[[ DATASET ENTRIES, beginning ]]

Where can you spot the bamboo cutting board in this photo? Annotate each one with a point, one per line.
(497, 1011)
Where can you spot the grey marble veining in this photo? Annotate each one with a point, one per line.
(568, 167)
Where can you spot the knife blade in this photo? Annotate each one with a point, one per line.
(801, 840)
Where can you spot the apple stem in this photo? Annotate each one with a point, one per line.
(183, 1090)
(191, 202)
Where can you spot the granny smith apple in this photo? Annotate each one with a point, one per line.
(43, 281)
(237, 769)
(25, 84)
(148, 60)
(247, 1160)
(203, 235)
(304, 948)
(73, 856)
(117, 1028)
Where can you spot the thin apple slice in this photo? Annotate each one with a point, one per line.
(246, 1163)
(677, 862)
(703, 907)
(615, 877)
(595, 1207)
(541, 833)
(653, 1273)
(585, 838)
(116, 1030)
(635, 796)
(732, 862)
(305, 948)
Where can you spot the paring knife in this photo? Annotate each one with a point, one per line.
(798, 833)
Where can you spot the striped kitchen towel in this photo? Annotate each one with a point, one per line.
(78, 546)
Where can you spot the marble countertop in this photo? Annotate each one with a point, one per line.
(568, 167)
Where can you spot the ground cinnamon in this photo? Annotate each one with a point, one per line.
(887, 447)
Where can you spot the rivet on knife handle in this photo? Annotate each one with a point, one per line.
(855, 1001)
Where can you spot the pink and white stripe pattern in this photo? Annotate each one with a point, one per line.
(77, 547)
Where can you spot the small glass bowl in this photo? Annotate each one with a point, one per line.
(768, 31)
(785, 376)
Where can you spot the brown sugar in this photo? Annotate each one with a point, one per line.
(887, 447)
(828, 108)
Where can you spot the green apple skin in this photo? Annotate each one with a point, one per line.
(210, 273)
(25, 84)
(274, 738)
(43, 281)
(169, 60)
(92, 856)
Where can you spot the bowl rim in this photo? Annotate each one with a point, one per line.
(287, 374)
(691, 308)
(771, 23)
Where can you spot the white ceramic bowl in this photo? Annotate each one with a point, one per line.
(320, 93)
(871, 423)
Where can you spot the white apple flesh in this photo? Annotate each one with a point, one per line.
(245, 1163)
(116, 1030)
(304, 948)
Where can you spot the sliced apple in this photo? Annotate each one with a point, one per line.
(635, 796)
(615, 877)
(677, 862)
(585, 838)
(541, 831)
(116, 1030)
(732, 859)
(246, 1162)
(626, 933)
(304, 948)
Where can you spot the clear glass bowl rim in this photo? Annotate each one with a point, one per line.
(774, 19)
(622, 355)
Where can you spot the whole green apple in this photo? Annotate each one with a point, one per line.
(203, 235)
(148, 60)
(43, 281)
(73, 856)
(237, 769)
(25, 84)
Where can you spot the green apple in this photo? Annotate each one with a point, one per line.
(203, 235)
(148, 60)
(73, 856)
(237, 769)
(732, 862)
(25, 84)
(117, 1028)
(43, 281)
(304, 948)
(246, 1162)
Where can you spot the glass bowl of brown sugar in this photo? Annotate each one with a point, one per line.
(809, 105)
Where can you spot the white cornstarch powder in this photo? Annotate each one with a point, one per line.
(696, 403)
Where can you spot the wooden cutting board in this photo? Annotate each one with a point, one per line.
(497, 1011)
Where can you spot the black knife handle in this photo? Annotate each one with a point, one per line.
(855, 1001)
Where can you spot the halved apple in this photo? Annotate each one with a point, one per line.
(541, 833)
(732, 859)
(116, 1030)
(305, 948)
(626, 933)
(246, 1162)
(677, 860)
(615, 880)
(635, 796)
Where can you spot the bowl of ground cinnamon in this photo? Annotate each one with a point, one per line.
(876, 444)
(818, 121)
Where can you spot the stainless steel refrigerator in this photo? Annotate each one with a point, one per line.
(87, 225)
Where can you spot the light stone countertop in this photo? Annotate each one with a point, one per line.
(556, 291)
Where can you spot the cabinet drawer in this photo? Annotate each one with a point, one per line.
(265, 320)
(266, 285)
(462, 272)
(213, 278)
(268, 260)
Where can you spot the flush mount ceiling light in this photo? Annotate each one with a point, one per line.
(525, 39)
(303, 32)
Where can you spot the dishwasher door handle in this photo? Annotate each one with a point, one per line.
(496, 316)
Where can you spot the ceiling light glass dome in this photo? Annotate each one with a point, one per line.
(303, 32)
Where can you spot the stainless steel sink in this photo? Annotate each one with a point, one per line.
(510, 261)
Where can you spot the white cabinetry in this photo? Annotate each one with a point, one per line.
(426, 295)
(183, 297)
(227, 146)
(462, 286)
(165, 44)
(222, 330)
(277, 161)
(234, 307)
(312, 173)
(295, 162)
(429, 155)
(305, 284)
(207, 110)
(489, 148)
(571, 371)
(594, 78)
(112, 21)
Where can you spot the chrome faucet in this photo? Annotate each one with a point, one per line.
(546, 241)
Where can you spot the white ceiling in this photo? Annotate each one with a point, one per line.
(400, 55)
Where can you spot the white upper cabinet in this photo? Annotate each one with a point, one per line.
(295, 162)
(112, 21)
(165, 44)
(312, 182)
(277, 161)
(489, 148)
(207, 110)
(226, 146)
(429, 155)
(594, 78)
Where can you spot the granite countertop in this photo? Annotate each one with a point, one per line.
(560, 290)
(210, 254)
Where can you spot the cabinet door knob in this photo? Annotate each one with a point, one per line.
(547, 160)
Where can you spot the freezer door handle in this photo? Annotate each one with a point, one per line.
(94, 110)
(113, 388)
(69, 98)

[[ DATASET ENTRIES, end ]]

INSTRUCTIONS FOR THE TASK: Looking at the records above, please output exactly the lines that run from the one holding "Where can you spot the chrome" to the final line, and only those.

EXPECTED ANSWER:
Where can you spot the chrome faucet in this photo? Annotate each one with a point, one per line.
(546, 241)
Where can you spot the white ceiling in this photo? Annotate each one with a point, one per line.
(400, 55)
Where can you spot the white upper cabinet in this photo? Annotate each one with a point, one per line.
(295, 162)
(112, 21)
(165, 44)
(312, 182)
(277, 161)
(489, 148)
(207, 110)
(226, 146)
(429, 155)
(594, 78)
Where can you spot the granite countertop in this photo? Annotate each one with a point, one per line.
(560, 290)
(210, 254)
Where can you spot the cabinet door knob in this photo? Annotate each one with a point, one per line.
(547, 160)
Where can you spot the freezer door handle in this photo? Annotate each one with a point, one per line.
(94, 110)
(113, 388)
(69, 98)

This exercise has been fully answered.